• Text to read
But what happens when you throw an event and nobody shows up?

That's the question Hollywood - and more specifically, Harvey Weinstein, head of the company that produced and released

"Grindhouse" - is asking after the Tarantino/Rodriguez mash-up scored a woeful $11.6 million at the box office over Easter weekend.

What went wrong? Everybody and his brother has a theory (as I discussed on my Movie Cricket blog earlier this week). Here are some of them:

It's too long: Three hours is a lot of time to ask of a moviegoer. It's also a lot of time to ask of a theater owner, who gets only three screenings per day (compared with four or five for a standard-length film).

It's too bloody: The hard-R rating probably pushed people away.

It was the wrong weekend: Even the most hard-core movie geek had to do a little family face-time on Easter weekend. The rest of us had eggs to dye.

The hype was too much: Much like "Snakes on a Plane" last year, "Grindhouse" arrived on a cloud of media hype that told everyone how cool the whole movie was - and how cool you, the moviegoer, would be for seeing it. Alas, as nobody in Hollywood has figured out yet, the target demographic is particularly allergic to being told what's cool. (The hype machine went into overdrive after the disappointing weekend, as the movie's stars hit the late-night talk circuit. On Monday night alone, Rose McGowan was on Leno, Zöe Bell did Conan, Rosario Dawson appeared on Jimmy Kimmel, and Kurt Russell chatted with Craig Ferguson.)

• Entries provided
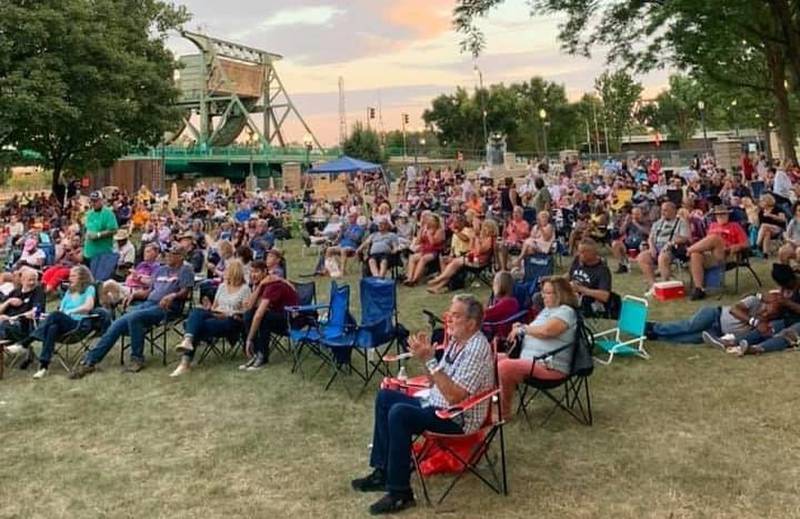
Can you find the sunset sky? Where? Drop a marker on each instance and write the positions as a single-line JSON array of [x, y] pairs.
[[403, 52]]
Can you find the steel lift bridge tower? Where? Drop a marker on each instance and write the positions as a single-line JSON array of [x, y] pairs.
[[228, 86]]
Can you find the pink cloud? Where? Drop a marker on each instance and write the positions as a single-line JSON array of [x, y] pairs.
[[425, 18]]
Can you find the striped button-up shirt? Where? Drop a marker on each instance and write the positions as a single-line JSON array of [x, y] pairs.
[[470, 367]]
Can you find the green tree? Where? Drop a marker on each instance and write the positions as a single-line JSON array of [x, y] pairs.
[[86, 80], [618, 93], [675, 111], [363, 143]]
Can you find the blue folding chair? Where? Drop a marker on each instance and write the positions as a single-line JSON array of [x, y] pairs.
[[305, 335], [307, 296], [628, 337], [372, 338], [103, 266]]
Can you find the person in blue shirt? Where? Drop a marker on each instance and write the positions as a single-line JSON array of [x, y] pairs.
[[76, 304], [350, 240], [243, 214], [171, 288], [263, 240]]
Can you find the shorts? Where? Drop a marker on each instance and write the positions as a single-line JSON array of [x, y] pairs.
[[380, 257], [709, 260]]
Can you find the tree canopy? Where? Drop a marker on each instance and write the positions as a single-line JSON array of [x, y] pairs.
[[747, 44], [363, 143], [83, 81]]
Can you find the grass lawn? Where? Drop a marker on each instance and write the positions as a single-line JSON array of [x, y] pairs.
[[689, 433]]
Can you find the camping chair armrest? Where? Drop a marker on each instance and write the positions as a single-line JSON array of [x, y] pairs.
[[545, 355], [451, 412], [553, 352], [626, 343], [606, 332], [508, 320], [373, 324], [394, 357], [305, 308]]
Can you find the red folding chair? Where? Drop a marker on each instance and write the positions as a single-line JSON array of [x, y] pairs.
[[462, 454]]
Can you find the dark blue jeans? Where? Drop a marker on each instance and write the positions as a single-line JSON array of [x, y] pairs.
[[135, 323], [398, 417], [202, 325], [776, 341], [690, 331], [54, 326], [272, 322]]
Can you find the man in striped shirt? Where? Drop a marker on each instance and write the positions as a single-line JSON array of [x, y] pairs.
[[465, 370]]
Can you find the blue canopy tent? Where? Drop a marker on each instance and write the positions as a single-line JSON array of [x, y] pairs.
[[345, 164]]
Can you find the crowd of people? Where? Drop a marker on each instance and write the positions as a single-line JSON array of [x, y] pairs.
[[119, 264]]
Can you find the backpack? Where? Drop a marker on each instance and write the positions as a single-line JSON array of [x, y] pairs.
[[583, 357]]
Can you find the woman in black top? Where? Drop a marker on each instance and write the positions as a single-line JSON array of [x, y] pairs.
[[772, 223]]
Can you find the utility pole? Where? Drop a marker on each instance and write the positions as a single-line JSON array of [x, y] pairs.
[[483, 110], [596, 129]]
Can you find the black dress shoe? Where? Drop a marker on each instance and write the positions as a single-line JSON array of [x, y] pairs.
[[392, 503], [697, 294], [374, 482]]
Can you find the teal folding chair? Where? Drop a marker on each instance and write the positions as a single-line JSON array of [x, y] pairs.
[[627, 339]]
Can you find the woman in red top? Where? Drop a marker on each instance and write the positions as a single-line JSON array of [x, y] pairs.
[[504, 306], [723, 239], [481, 252], [427, 247]]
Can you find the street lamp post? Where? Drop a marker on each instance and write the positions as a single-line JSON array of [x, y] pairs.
[[250, 141], [702, 107], [483, 106], [308, 141], [545, 123]]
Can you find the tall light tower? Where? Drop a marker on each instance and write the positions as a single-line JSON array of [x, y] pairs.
[[342, 114]]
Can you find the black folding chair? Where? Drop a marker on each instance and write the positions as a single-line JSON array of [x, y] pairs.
[[741, 260], [575, 398]]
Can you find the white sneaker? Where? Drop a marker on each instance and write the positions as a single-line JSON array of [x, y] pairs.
[[15, 349], [182, 369], [185, 345]]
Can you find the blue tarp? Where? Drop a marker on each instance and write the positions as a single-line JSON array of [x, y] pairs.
[[345, 164]]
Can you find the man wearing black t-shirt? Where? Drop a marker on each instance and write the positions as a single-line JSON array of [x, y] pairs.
[[591, 279]]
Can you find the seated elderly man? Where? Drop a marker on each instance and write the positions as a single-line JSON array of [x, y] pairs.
[[709, 322], [172, 286], [590, 278], [18, 310], [515, 233], [668, 238], [634, 230], [140, 278], [775, 328], [723, 239], [465, 370], [380, 247], [350, 238]]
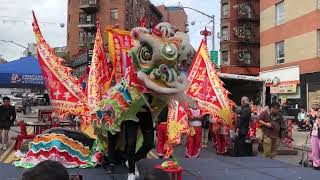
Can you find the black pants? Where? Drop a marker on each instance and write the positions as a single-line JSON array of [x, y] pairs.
[[131, 129], [243, 148]]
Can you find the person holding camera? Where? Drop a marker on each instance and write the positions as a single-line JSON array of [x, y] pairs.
[[315, 143], [273, 127]]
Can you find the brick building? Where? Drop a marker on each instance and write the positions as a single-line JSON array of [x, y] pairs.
[[176, 16], [290, 49], [239, 37], [82, 17]]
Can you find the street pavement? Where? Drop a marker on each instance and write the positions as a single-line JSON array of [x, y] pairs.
[[299, 141]]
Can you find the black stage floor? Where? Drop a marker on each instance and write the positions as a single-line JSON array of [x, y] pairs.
[[219, 168]]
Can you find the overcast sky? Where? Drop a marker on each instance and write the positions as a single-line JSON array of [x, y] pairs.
[[16, 18]]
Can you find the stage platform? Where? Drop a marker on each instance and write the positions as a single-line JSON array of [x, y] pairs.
[[219, 168]]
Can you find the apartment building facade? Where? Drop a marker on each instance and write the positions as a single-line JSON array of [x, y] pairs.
[[176, 16], [239, 37], [290, 49], [82, 18]]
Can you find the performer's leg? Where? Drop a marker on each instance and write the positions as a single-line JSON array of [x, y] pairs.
[[131, 129], [162, 130], [197, 142], [189, 146], [266, 147], [112, 140], [146, 126], [219, 143]]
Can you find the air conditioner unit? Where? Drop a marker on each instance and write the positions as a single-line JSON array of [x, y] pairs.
[[240, 55], [240, 32], [242, 9]]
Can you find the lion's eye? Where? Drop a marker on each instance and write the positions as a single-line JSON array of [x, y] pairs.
[[145, 53], [169, 51]]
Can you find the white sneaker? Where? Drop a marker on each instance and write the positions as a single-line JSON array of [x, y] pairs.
[[131, 176], [4, 147], [136, 171]]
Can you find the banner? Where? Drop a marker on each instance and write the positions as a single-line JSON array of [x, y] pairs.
[[206, 88], [100, 78], [119, 45], [65, 90]]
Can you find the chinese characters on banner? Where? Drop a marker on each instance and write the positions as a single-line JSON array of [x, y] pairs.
[[26, 79], [207, 89], [100, 78], [119, 43], [66, 93]]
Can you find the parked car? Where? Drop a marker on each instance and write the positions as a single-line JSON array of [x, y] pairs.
[[19, 106]]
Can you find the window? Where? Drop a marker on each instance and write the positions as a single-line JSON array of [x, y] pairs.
[[225, 57], [225, 10], [225, 33], [247, 57], [280, 52], [280, 13], [114, 14], [318, 39]]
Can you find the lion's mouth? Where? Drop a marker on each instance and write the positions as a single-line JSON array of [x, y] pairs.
[[175, 85]]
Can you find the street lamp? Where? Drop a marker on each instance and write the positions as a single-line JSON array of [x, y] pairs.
[[212, 17], [14, 43]]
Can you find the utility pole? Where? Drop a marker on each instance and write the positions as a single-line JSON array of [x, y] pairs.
[[212, 19]]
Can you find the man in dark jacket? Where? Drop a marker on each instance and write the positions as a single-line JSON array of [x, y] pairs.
[[243, 128], [7, 118]]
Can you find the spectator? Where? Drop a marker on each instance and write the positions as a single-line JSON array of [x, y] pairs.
[[273, 129], [157, 174], [243, 128], [315, 143], [7, 118], [46, 170], [301, 118], [312, 116]]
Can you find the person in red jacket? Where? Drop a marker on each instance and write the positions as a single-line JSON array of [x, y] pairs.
[[194, 138], [162, 133]]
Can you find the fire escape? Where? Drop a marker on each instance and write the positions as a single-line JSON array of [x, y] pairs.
[[247, 34], [87, 23]]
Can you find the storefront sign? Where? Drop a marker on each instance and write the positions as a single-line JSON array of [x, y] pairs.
[[284, 88], [26, 79], [274, 82]]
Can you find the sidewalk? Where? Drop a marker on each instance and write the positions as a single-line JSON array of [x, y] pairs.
[[299, 138], [14, 131]]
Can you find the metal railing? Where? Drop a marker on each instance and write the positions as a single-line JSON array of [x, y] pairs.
[[88, 2]]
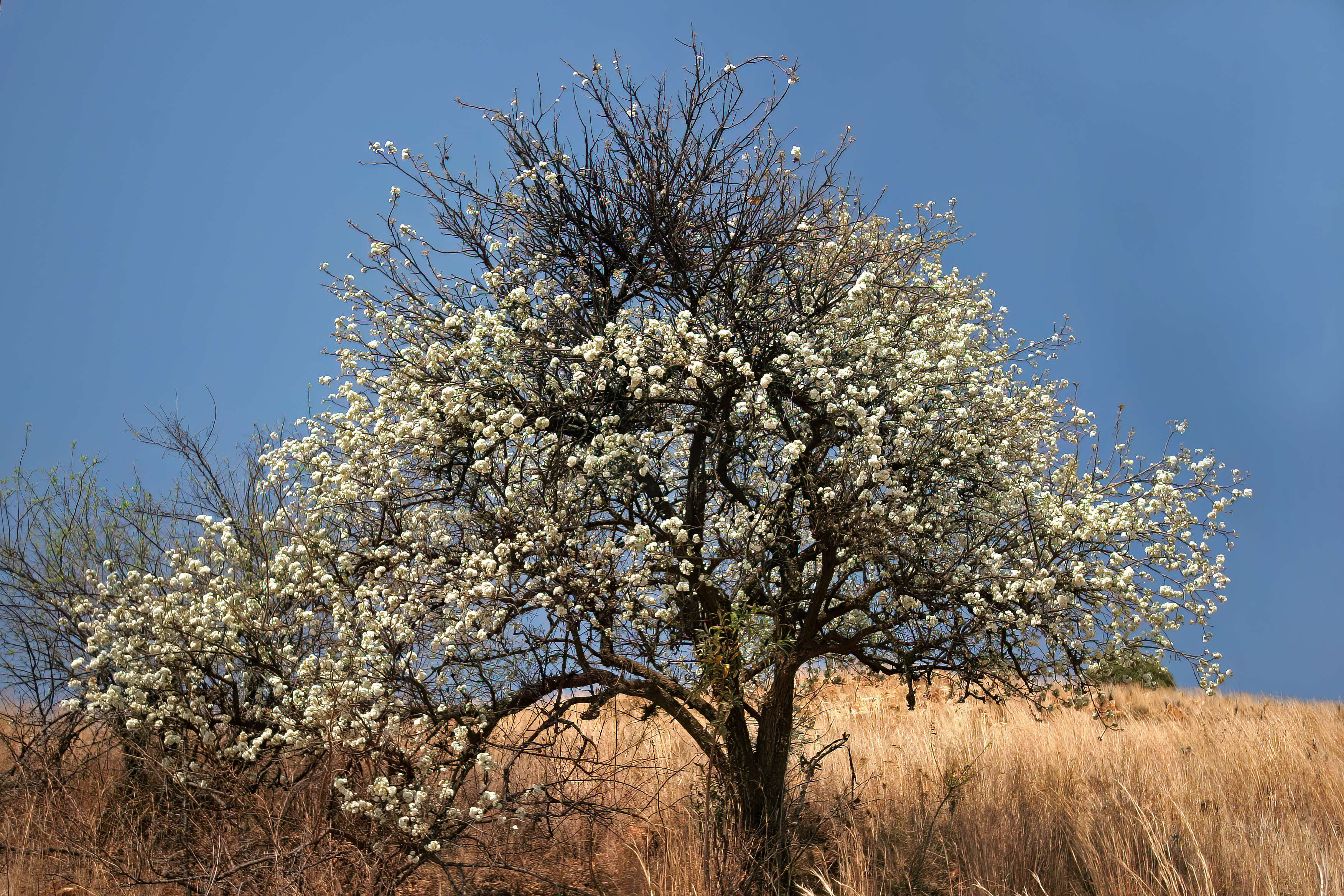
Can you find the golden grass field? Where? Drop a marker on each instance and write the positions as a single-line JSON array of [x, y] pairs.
[[1187, 794]]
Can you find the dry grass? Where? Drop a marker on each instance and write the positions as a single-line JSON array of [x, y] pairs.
[[1232, 796]]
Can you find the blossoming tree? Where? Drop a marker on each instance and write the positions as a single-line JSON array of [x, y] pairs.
[[666, 410]]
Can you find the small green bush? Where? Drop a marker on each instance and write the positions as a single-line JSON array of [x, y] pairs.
[[1140, 671]]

• Goal
Transcribe the passage on the "Grindhouse" box-office disappointment from "That's the question" up to and including "over Easter weekend.".

• Answer for the task
That's the question Hollywood - and more specifically, Harvey Weinstein, head of the company that produced and released

"Grindhouse" - is asking after the Tarantino/Rodriguez mash-up scored a woeful $11.6 million at the box office over Easter weekend.